-- START OF The data --

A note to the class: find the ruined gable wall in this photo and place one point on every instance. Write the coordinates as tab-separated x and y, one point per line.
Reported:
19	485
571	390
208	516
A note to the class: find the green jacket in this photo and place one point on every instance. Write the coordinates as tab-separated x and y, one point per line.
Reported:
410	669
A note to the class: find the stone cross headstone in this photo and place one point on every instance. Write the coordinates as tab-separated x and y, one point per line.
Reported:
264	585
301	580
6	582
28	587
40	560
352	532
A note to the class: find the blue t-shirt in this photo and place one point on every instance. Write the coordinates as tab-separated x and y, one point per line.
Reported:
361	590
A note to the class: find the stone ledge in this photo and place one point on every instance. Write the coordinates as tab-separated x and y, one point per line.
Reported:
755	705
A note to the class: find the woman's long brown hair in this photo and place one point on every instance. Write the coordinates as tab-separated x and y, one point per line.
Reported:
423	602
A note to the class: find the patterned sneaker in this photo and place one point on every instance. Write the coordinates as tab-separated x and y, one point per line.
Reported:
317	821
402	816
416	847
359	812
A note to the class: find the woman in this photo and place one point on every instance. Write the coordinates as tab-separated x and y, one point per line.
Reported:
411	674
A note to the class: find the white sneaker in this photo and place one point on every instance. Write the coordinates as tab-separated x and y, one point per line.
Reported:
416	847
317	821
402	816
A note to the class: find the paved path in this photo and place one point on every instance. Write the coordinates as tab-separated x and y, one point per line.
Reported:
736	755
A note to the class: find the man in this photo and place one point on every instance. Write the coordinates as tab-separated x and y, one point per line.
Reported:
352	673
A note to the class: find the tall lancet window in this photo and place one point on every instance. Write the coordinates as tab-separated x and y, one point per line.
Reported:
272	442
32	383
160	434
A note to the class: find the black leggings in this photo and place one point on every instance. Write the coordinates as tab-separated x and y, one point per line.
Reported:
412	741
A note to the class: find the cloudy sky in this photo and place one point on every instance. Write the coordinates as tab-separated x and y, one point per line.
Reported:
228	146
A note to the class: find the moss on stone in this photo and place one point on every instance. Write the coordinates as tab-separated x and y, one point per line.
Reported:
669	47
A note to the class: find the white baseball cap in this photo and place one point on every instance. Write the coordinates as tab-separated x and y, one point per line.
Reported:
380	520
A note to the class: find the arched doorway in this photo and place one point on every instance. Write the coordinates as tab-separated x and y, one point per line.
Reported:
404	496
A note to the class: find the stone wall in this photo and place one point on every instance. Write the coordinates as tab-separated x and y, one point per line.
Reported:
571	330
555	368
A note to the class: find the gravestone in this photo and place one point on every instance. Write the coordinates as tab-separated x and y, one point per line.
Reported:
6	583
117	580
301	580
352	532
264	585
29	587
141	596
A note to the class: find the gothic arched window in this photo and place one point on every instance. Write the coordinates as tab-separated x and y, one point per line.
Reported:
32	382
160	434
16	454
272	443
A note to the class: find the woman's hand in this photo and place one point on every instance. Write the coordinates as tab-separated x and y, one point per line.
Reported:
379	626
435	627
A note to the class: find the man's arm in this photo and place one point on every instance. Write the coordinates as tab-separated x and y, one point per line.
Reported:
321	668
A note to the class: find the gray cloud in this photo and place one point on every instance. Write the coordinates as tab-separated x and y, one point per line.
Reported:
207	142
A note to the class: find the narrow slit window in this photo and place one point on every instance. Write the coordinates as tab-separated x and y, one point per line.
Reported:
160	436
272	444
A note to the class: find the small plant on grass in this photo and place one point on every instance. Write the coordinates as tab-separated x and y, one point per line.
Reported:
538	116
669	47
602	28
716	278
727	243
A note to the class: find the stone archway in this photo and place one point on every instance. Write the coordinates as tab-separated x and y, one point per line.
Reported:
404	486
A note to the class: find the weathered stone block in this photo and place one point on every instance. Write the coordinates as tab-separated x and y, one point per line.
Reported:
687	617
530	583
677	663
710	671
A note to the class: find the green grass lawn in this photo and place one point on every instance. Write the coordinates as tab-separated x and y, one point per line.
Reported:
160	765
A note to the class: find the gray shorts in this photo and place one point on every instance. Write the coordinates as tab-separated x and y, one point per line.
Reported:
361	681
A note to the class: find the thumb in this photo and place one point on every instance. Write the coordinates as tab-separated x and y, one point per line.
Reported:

-- END OF The data --
-- START OF The data --

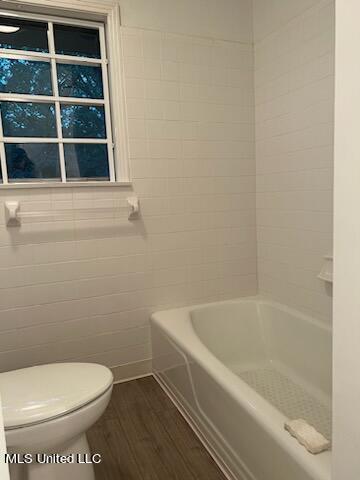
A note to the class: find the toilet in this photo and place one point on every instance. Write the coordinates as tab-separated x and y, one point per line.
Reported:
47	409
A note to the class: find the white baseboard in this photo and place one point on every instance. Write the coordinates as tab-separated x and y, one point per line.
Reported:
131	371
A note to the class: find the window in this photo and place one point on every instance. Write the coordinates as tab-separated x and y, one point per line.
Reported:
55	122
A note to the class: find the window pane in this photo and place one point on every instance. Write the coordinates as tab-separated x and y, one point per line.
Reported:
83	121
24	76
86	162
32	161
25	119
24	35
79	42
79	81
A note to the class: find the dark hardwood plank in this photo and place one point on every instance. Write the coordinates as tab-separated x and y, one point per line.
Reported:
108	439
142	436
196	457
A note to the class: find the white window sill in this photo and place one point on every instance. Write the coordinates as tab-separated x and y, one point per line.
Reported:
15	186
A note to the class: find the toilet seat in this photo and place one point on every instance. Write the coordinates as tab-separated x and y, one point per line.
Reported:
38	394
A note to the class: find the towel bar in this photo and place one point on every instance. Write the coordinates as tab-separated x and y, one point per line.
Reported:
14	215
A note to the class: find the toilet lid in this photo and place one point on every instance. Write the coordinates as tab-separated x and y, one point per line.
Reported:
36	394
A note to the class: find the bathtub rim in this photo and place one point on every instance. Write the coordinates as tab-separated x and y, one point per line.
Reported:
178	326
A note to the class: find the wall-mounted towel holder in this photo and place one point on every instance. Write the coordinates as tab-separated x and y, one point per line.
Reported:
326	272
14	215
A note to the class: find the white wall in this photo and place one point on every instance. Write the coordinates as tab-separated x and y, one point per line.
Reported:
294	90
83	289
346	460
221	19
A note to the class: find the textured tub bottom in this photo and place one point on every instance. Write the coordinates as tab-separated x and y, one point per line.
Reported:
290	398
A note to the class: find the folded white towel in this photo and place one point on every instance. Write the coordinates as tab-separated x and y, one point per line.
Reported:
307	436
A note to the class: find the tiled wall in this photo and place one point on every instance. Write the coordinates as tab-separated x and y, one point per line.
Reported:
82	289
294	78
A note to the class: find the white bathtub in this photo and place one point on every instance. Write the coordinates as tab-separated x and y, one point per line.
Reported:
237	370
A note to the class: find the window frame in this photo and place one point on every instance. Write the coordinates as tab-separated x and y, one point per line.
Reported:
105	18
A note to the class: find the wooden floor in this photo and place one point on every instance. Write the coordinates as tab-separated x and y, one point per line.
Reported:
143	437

-- END OF The data --
-- START OF The data --

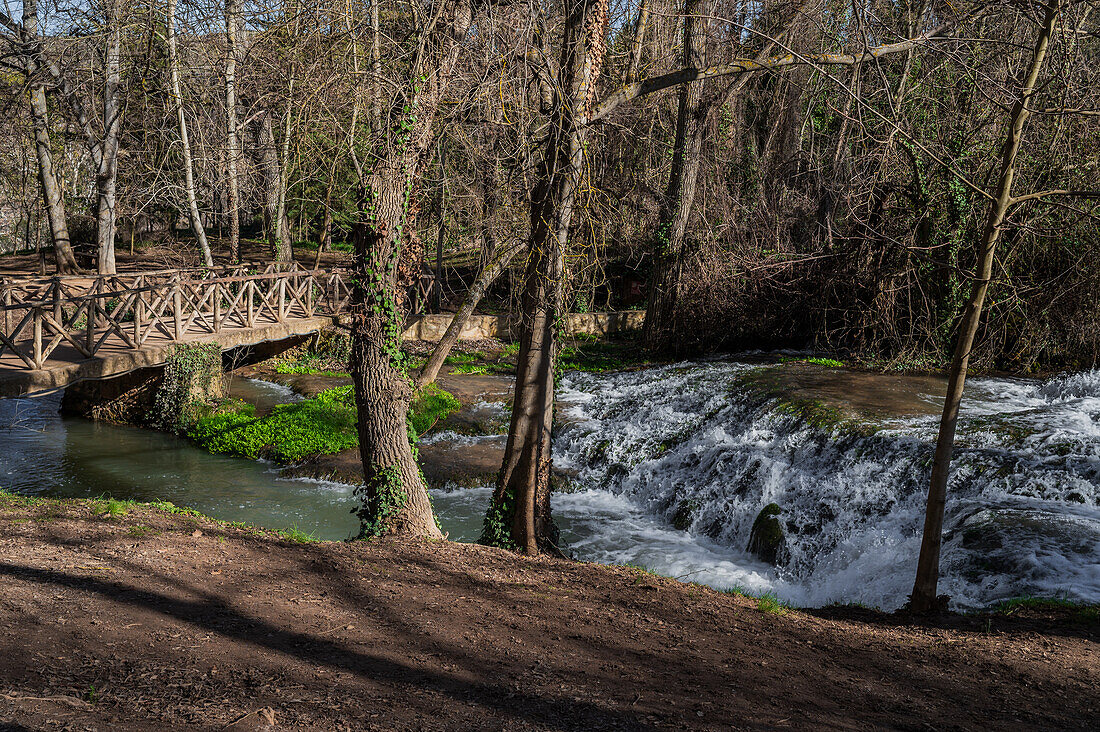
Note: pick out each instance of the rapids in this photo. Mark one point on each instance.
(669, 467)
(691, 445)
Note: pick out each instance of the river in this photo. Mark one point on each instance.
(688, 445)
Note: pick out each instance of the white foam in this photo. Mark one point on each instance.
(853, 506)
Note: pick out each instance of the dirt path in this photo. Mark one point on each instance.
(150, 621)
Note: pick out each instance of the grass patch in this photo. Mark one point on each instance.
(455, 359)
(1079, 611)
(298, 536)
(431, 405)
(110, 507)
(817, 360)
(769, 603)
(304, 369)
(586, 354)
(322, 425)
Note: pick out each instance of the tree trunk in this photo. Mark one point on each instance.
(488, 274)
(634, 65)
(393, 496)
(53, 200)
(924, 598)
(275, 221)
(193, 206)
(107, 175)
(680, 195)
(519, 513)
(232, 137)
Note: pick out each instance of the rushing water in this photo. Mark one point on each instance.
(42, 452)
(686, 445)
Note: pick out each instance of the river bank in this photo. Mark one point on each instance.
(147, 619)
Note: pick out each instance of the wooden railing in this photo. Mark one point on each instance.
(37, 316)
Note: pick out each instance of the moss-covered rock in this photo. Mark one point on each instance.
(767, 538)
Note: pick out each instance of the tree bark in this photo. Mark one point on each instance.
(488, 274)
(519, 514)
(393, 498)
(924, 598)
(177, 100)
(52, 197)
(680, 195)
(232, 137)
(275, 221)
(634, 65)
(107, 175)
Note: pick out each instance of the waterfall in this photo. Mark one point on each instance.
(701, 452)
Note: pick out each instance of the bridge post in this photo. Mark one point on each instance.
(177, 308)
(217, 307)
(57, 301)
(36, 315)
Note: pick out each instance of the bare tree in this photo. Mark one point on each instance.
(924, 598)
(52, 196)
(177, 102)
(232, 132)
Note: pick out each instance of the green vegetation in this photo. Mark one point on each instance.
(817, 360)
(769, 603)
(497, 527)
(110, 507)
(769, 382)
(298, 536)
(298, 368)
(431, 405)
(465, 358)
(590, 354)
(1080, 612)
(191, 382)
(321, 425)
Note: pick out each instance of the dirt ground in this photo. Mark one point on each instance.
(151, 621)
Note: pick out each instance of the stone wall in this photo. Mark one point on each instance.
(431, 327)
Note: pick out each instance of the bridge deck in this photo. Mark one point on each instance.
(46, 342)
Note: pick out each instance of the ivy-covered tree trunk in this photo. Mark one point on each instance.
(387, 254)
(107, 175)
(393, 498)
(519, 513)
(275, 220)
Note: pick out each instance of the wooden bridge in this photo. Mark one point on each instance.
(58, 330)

-- END OF The data --

**Aim of the task**
Pull out every line of the records above that contains the word "green", treating uppercase and lowercase as different.

**Solution to this task**
A note to the class: find the green jacket in this photo and place one point on every instance. Write the coordinates as tab-separated x and y, one point per line.
A note to the class: find the green grass lawn in this photo and place one point on every instance. Write the coordinates as tab-separated x and y, one point per line.
Note: pick out each instance of the green vegetation in this photo. Mark one point on each instance.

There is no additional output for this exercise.